▶ [Set exercise]:
Copy the lines below, changing every "Outlines" to "Polygons" and leaving everything else the same.

▶ [Raw data]:

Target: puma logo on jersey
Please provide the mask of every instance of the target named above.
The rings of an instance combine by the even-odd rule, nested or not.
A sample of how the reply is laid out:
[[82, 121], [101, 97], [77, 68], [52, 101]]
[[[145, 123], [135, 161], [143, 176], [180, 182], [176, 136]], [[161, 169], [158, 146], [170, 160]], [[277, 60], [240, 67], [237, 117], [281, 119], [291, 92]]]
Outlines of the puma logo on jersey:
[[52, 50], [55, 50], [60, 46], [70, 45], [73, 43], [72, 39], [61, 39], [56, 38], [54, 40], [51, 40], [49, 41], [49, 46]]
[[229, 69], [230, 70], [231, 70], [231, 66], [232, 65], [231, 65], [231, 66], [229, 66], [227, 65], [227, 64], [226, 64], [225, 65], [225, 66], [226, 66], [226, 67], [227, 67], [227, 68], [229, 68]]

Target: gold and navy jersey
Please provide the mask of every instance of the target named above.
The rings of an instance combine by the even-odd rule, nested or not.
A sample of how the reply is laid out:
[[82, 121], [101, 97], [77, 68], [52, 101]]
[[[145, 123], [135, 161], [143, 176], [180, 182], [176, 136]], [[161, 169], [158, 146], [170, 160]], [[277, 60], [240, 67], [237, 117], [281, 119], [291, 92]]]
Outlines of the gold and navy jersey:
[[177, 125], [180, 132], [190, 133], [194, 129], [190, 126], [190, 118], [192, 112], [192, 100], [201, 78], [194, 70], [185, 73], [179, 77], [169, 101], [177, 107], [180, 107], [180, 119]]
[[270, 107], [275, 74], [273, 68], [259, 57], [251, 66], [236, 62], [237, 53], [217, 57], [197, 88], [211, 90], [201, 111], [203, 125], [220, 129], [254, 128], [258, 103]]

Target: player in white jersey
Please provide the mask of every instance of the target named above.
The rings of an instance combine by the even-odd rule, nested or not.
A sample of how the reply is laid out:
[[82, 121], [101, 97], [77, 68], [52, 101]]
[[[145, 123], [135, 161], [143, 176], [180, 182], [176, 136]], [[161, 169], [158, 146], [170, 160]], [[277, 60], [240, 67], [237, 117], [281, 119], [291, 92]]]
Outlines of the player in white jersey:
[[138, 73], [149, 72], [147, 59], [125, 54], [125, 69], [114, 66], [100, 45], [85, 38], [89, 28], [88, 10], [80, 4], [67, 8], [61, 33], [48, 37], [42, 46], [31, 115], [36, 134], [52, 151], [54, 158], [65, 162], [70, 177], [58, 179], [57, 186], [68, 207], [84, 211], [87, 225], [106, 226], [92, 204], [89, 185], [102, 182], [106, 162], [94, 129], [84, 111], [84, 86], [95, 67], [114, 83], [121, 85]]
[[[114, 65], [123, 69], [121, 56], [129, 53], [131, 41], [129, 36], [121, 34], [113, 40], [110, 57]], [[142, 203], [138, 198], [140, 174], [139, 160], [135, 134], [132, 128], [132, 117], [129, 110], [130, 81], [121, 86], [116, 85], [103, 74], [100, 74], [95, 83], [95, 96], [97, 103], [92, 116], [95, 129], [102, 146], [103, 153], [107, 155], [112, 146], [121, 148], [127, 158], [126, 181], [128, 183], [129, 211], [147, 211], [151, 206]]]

▶ [Response to the task]:
Target: puma logo on jersey
Please provide the mask of every instance of the target named above.
The rings of an instance combine by the even-odd rule, nested or not.
A sample of how the reply is laid out:
[[82, 121], [101, 97], [77, 68], [52, 101]]
[[[145, 123], [135, 161], [143, 176], [180, 182], [176, 136]], [[161, 169], [158, 146], [170, 160]], [[277, 60], [240, 67], [237, 117], [281, 119], [291, 92]]]
Polygons of the puma logo on jersey:
[[52, 50], [55, 50], [60, 46], [70, 45], [73, 43], [72, 39], [61, 39], [56, 38], [54, 40], [51, 40], [49, 41], [49, 46]]
[[229, 69], [230, 70], [231, 70], [231, 66], [232, 65], [231, 65], [231, 66], [229, 66], [227, 65], [227, 64], [226, 64], [225, 65], [225, 66], [226, 66], [226, 67], [227, 67], [227, 68], [229, 68]]

Target: gold and navy jersey
Please provide the mask of every instance of the target named above.
The rings of an instance combine by the even-odd rule, nested or not.
A sample of how the reply is laid out:
[[82, 121], [101, 97], [77, 68], [52, 101]]
[[[145, 123], [135, 161], [143, 176], [180, 182], [176, 136]], [[161, 169], [158, 146], [170, 160]], [[277, 60], [240, 67], [237, 117], [281, 119], [291, 92]]]
Polygons of the gold and navy jersey:
[[177, 125], [180, 132], [190, 133], [194, 129], [190, 126], [190, 118], [192, 112], [192, 100], [201, 78], [194, 70], [185, 73], [179, 77], [169, 101], [177, 107], [180, 107], [180, 119]]
[[270, 107], [275, 74], [273, 68], [259, 57], [251, 66], [236, 62], [237, 53], [217, 57], [197, 88], [211, 90], [201, 111], [203, 125], [220, 129], [254, 128], [258, 103]]

Target: player in white jersey
Please provide the mask of every instance of the target named above.
The rings of an instance combine by the even-odd rule, nested or not.
A sample of how the reply is laid out:
[[82, 121], [101, 97], [77, 68], [52, 101]]
[[[145, 123], [135, 161], [143, 176], [180, 182], [176, 136]], [[161, 169], [158, 146], [170, 160]], [[277, 60], [240, 67], [237, 117], [281, 119], [291, 92]]]
Polygons of the player in white jersey:
[[138, 73], [149, 72], [147, 59], [125, 54], [125, 69], [114, 66], [100, 45], [85, 38], [89, 28], [88, 10], [80, 4], [67, 8], [61, 33], [48, 37], [42, 46], [31, 115], [36, 134], [52, 151], [54, 158], [65, 162], [70, 177], [58, 179], [57, 186], [68, 207], [84, 211], [87, 225], [106, 226], [92, 204], [89, 185], [102, 182], [106, 162], [94, 129], [84, 111], [84, 86], [95, 67], [114, 83], [121, 85]]
[[[114, 65], [123, 69], [121, 56], [129, 53], [131, 41], [129, 36], [121, 34], [113, 40], [110, 57]], [[142, 203], [138, 198], [140, 174], [139, 160], [135, 134], [132, 128], [132, 117], [129, 110], [130, 81], [121, 86], [116, 85], [103, 74], [100, 74], [95, 83], [95, 96], [97, 103], [92, 116], [95, 129], [102, 146], [103, 153], [107, 155], [112, 146], [121, 148], [127, 158], [126, 181], [128, 183], [129, 211], [147, 211], [151, 206]]]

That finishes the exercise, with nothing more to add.